## Your instructions
Copy all entries without alteration and skip the pictures they hold.

-- Start Input for this task --

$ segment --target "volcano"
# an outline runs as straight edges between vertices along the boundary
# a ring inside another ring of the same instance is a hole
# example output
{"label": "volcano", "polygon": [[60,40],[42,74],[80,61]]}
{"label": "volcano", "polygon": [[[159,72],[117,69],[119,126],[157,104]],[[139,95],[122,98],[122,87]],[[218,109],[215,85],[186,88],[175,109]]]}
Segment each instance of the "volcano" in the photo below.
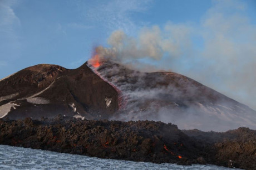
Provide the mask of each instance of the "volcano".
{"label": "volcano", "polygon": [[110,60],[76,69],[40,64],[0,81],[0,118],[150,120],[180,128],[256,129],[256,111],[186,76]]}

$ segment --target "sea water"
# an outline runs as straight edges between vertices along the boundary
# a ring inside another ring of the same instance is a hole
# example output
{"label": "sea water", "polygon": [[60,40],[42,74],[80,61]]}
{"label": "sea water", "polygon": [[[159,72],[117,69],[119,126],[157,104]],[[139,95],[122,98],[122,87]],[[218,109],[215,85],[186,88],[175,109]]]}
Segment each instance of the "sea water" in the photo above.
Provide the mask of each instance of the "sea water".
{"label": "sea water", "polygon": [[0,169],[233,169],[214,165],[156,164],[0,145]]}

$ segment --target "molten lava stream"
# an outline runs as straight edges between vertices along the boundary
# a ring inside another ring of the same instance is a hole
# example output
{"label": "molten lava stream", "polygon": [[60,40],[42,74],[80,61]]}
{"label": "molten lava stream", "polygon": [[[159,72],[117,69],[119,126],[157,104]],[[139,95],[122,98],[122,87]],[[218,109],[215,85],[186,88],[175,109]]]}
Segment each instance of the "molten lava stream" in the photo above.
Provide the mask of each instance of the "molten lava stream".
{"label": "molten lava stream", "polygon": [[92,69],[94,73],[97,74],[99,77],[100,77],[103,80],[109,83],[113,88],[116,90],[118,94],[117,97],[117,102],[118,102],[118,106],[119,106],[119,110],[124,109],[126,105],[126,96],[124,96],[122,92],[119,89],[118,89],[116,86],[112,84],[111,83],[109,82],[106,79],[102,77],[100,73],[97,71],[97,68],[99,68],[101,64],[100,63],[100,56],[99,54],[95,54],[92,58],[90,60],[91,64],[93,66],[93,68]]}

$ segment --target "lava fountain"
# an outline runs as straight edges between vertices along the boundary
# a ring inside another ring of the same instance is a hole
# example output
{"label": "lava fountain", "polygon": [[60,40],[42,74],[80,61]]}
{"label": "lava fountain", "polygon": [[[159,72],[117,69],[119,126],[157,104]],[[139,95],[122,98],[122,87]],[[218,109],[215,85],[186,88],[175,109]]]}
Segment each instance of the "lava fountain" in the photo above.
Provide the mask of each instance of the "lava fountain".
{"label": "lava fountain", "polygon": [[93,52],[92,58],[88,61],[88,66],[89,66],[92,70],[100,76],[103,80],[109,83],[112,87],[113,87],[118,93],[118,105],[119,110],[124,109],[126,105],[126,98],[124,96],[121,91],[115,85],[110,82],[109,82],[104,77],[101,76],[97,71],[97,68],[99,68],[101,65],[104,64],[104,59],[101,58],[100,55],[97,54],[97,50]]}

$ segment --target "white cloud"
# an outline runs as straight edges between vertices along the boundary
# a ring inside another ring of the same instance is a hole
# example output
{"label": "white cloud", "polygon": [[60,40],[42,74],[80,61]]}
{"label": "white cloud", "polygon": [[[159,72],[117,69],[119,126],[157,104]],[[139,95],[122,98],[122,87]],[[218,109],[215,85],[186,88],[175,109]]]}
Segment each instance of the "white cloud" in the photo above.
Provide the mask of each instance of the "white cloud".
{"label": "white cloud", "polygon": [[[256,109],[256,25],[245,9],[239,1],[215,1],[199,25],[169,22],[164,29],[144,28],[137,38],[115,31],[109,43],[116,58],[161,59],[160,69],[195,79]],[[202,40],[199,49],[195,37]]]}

-- End Input for this task --

## Solution to this task
$ segment --target "volcano"
# an outline runs as straight edges between vertices along the boundary
# a ring inside another ring of the same instance is a hole
# example output
{"label": "volcano", "polygon": [[60,40],[42,74],[80,61]]}
{"label": "volcano", "polygon": [[[159,72],[117,69],[119,126],[157,104]],[[139,95],[122,98],[122,87]],[[218,109],[215,85],[186,88],[175,109]]]}
Segment each instance of the "volcano" in the photo below.
Provide the mask of each instance of the "volcano".
{"label": "volcano", "polygon": [[110,60],[76,69],[40,64],[0,81],[0,118],[150,120],[180,128],[256,129],[256,111],[186,76]]}

$ segment --target "sea water"
# an outline runs as straight edges between vertices along the boundary
# a ring inside another ring of the same instance is a hole
# example output
{"label": "sea water", "polygon": [[60,40],[42,74],[80,61]]}
{"label": "sea water", "polygon": [[[159,72],[117,69],[119,126],[157,104]],[[139,95],[122,98],[122,87]],[[218,109],[215,85],[186,88],[175,109]]]}
Segment each instance of the "sea water" in the photo above.
Provide the mask of each instance of the "sea water".
{"label": "sea water", "polygon": [[0,169],[233,169],[214,165],[156,164],[0,145]]}

$ segment --target "molten lava stream"
# an outline runs as straight edges between vertices along the boundary
# a ring inside another ring of the same instance is a hole
# example output
{"label": "molten lava stream", "polygon": [[60,40],[42,74],[80,61]]}
{"label": "molten lava stream", "polygon": [[[159,72],[117,69],[119,126],[157,104]],[[139,95],[122,98],[122,87]],[[218,109],[215,85],[186,88],[175,109]]]}
Segment each instance of the "molten lava stream" in the photo above.
Provide the mask of each instance of the "molten lava stream".
{"label": "molten lava stream", "polygon": [[92,69],[94,73],[97,74],[99,77],[100,77],[103,80],[109,83],[113,88],[116,90],[118,94],[117,97],[117,102],[118,102],[118,106],[119,106],[119,110],[124,109],[126,105],[126,96],[124,96],[122,92],[119,89],[118,89],[116,86],[112,84],[111,83],[109,82],[106,79],[102,77],[100,73],[97,71],[97,68],[99,68],[101,64],[100,63],[100,56],[99,54],[95,54],[92,58],[90,60],[91,64],[93,66],[93,68]]}

$ segment --target "lava fountain"
# an outline runs as straight edges between vertices along the boundary
# a ring inside another ring of the same instance is a hole
# example output
{"label": "lava fountain", "polygon": [[60,40],[42,74],[80,61]]}
{"label": "lava fountain", "polygon": [[[159,72],[117,69],[119,126],[157,104]],[[139,95],[122,98],[122,87]],[[218,109],[215,85],[186,88],[175,109]]]}
Segment each instance of the "lava fountain" in the photo above.
Provide the mask of each instance of the "lava fountain".
{"label": "lava fountain", "polygon": [[93,52],[92,58],[88,61],[88,66],[89,66],[92,70],[100,76],[103,80],[109,83],[112,87],[113,87],[118,93],[118,105],[119,110],[124,109],[126,105],[126,98],[124,96],[121,91],[115,85],[110,82],[109,82],[104,77],[101,76],[97,71],[97,68],[99,68],[101,65],[104,64],[104,59],[101,58],[100,55],[97,54],[97,50]]}

$ segment --target "white cloud"
# an outline runs as straight edges between vertices along the boundary
# a ring inside another ring of the same instance is a hole
# example output
{"label": "white cloud", "polygon": [[60,40],[42,74],[80,61]]}
{"label": "white cloud", "polygon": [[[159,72],[117,69],[119,126],[157,104]],[[139,95],[122,98],[122,87]],[[218,109],[215,85],[186,88],[175,109]]]}
Segment each instance of the "white cloud" in the photo above.
Provide the mask of each instance of the "white cloud".
{"label": "white cloud", "polygon": [[[256,109],[256,25],[245,9],[239,1],[215,1],[199,25],[169,22],[164,29],[144,28],[137,38],[115,31],[109,43],[116,58],[161,59],[160,69],[195,79]],[[202,40],[199,49],[195,37]]]}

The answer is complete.